**EXTRACTED MATERIAL**
========

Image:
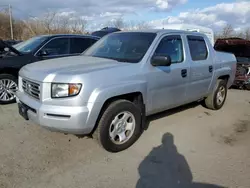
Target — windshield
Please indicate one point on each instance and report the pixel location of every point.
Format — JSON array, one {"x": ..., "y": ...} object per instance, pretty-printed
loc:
[
  {"x": 124, "y": 47},
  {"x": 30, "y": 44}
]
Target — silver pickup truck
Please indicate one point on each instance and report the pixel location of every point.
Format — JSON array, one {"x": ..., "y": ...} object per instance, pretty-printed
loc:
[{"x": 108, "y": 91}]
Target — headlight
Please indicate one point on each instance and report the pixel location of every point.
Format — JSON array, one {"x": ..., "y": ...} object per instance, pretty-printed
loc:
[{"x": 65, "y": 90}]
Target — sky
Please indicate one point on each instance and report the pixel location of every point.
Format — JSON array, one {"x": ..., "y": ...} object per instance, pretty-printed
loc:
[{"x": 215, "y": 14}]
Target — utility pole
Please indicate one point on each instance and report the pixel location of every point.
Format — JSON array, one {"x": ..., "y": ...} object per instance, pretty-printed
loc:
[{"x": 11, "y": 25}]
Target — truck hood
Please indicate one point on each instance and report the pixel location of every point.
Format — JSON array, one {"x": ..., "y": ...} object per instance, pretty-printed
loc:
[{"x": 45, "y": 71}]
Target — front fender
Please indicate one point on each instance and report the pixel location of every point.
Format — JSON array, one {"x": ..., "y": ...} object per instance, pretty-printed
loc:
[{"x": 100, "y": 95}]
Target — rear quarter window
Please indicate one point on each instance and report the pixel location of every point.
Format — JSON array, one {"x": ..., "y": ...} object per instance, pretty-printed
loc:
[{"x": 198, "y": 48}]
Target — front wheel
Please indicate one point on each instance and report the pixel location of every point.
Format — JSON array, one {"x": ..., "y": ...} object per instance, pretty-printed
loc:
[
  {"x": 119, "y": 126},
  {"x": 8, "y": 88},
  {"x": 217, "y": 98}
]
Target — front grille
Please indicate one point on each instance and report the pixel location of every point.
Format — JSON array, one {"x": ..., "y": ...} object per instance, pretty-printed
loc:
[{"x": 31, "y": 88}]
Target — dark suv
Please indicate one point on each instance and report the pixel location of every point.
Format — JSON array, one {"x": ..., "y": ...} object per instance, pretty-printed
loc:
[{"x": 36, "y": 49}]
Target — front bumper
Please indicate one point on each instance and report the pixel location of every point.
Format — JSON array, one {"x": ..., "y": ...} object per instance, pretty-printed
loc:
[{"x": 66, "y": 119}]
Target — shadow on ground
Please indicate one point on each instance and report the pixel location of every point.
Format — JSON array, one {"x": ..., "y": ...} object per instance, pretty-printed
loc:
[{"x": 164, "y": 167}]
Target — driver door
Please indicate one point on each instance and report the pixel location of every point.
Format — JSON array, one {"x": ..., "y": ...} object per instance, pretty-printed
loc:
[
  {"x": 55, "y": 48},
  {"x": 168, "y": 84}
]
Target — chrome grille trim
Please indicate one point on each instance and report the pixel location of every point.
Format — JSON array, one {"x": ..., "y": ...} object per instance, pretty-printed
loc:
[{"x": 31, "y": 88}]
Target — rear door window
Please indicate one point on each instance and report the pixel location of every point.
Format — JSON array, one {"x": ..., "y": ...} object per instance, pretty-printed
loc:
[
  {"x": 171, "y": 46},
  {"x": 57, "y": 46},
  {"x": 79, "y": 45},
  {"x": 198, "y": 48}
]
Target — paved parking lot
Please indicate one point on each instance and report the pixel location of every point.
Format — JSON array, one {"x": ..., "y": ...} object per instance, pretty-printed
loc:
[{"x": 189, "y": 146}]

========

**WORK ORDER**
What belongs in the answer is each line from the listing above that contains "door".

**SOLUTION BELOW**
Target — driver door
Target — rear door window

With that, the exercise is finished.